### THE REQUEST
Report each line of the listing below that contains the word "brown", copying every such line in full.

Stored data
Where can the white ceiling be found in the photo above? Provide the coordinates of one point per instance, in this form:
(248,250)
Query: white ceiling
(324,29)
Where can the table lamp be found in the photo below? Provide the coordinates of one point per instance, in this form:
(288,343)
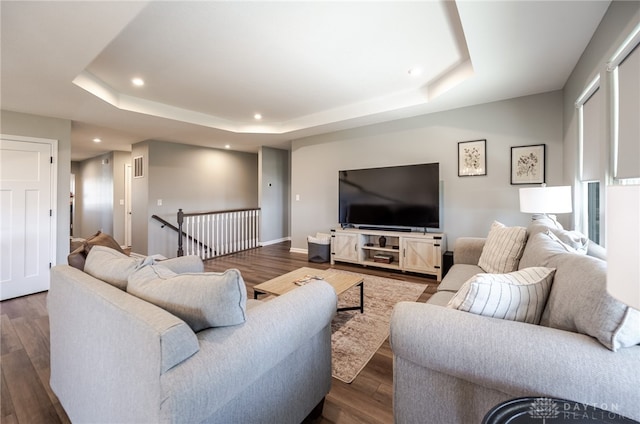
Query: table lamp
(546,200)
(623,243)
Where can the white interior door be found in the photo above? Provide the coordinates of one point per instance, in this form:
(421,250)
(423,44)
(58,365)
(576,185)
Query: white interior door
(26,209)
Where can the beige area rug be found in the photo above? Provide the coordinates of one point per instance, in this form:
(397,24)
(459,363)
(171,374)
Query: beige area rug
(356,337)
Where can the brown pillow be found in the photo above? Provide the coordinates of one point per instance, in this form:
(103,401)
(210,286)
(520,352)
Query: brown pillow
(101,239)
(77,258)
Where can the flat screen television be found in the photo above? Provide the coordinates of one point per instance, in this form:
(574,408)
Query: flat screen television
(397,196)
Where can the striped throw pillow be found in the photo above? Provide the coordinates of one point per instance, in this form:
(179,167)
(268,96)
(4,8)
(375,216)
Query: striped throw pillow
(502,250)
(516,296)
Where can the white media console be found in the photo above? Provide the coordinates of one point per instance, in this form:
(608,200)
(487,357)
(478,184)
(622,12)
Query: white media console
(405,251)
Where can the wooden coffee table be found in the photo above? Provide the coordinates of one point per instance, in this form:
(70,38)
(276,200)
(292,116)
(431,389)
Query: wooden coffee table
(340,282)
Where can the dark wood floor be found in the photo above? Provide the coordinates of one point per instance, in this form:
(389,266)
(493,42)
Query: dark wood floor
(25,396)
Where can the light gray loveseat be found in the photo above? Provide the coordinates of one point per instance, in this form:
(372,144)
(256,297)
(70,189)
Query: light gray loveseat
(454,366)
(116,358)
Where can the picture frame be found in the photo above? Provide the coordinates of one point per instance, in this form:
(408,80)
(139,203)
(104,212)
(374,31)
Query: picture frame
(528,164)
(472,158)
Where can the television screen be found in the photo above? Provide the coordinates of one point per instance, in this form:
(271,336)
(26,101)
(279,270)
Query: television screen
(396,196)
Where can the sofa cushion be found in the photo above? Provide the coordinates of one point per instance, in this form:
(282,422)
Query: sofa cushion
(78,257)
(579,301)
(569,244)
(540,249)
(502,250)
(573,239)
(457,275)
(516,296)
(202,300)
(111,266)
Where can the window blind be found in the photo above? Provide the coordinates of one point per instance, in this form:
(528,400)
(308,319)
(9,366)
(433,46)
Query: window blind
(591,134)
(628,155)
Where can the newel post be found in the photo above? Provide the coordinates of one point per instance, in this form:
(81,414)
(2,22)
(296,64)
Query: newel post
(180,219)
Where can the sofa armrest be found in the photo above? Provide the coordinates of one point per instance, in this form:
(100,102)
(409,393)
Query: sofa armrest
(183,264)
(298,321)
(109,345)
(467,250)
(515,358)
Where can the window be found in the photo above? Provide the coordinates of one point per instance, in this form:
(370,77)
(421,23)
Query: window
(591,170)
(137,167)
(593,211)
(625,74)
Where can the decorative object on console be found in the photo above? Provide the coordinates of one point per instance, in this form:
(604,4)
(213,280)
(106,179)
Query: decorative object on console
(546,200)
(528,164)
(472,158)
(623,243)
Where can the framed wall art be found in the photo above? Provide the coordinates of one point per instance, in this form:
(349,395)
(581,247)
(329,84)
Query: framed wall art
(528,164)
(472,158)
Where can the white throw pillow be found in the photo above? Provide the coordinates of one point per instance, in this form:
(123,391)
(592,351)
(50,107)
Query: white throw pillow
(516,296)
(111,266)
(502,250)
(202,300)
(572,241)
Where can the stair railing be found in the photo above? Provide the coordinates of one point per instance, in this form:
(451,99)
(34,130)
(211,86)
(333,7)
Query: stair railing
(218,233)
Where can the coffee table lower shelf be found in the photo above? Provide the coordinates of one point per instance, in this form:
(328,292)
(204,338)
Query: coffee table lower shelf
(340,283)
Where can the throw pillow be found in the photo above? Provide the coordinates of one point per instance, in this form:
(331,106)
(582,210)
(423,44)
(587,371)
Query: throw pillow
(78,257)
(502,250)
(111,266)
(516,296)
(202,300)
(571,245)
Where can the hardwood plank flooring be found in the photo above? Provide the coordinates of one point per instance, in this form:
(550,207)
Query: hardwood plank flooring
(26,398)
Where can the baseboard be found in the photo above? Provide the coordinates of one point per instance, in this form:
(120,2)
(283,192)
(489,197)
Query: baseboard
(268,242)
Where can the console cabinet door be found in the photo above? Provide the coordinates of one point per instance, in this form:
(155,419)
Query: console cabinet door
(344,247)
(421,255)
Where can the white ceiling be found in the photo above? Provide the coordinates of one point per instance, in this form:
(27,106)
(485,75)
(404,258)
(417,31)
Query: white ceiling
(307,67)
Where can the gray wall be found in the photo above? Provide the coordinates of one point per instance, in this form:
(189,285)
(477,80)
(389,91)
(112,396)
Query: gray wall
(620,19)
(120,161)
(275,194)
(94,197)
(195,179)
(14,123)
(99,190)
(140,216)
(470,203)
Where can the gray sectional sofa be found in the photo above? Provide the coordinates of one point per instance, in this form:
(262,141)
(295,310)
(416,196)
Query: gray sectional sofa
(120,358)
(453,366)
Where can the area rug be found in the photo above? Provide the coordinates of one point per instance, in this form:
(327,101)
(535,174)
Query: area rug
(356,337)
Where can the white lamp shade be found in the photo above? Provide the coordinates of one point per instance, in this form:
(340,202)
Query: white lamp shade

---

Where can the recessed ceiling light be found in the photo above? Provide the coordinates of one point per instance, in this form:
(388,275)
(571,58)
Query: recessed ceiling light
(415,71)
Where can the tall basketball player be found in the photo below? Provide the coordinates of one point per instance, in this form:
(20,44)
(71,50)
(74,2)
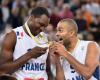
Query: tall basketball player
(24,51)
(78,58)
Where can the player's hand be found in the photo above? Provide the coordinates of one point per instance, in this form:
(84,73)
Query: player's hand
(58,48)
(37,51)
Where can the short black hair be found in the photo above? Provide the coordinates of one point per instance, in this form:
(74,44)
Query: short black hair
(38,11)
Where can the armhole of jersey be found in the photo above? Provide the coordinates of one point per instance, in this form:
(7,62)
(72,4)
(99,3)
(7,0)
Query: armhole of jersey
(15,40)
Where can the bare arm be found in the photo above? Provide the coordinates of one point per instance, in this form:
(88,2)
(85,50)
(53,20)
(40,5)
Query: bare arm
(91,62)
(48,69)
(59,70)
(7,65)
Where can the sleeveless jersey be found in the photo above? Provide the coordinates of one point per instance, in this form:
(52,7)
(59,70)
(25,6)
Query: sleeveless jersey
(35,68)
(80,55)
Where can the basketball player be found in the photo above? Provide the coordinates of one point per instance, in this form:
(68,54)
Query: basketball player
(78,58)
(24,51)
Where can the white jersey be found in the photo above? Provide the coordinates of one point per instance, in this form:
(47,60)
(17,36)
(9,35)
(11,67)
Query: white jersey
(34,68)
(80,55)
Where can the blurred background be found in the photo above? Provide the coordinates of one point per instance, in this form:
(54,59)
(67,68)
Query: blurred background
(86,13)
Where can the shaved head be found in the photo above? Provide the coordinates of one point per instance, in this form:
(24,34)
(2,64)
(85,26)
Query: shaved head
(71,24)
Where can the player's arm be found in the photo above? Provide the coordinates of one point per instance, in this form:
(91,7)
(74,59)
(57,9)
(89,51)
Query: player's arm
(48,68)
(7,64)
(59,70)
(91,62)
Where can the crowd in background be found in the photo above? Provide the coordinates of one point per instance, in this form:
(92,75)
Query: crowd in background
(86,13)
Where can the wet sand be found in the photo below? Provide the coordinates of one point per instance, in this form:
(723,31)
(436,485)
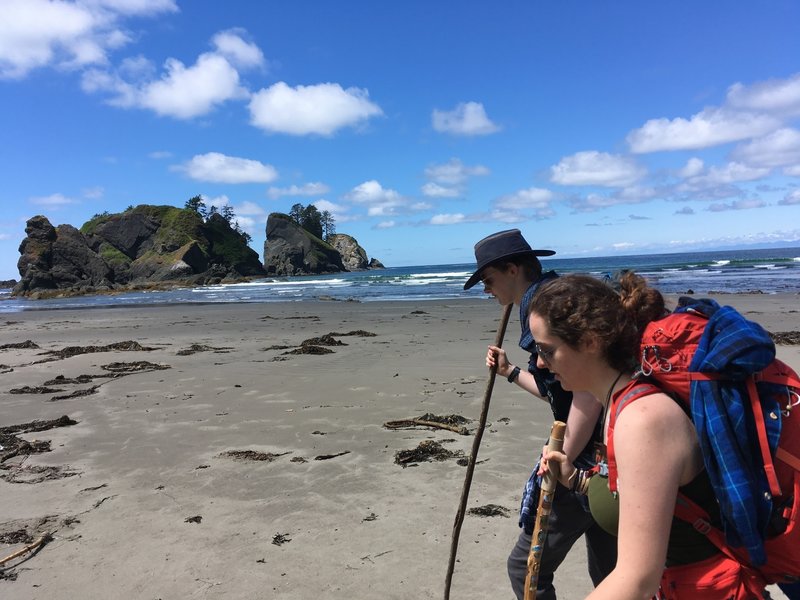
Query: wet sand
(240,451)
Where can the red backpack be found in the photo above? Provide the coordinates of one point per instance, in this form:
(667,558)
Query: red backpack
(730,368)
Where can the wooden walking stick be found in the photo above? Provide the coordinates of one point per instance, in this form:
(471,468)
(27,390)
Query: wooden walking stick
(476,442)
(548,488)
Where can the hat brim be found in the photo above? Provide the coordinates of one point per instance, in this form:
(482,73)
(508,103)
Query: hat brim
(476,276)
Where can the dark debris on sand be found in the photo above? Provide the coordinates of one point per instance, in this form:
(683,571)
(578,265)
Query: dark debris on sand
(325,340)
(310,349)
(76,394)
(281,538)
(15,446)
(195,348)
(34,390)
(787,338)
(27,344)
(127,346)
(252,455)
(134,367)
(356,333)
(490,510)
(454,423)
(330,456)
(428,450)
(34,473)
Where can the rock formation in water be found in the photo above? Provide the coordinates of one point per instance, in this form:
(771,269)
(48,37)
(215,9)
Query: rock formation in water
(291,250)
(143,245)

### RESPONSE TO THE EXERCISE
Where can the brown pillow be found in the photo above? Provide the coordinates of one point per instance, in this form:
Query: brown pillow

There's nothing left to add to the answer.